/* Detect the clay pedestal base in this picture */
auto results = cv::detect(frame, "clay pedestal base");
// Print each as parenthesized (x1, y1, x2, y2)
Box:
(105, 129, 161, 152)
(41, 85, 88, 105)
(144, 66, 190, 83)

──────

■ **Task brief**: Nothing in the data should be altered; please repeat it exactly.

■ **Your response**:
/* Detect the clay pedestal base in this picture */
auto results = cv::detect(frame, "clay pedestal base");
// Print each as parenthesized (x1, y1, x2, y2)
Box:
(105, 129, 161, 152)
(41, 85, 88, 105)
(144, 66, 190, 83)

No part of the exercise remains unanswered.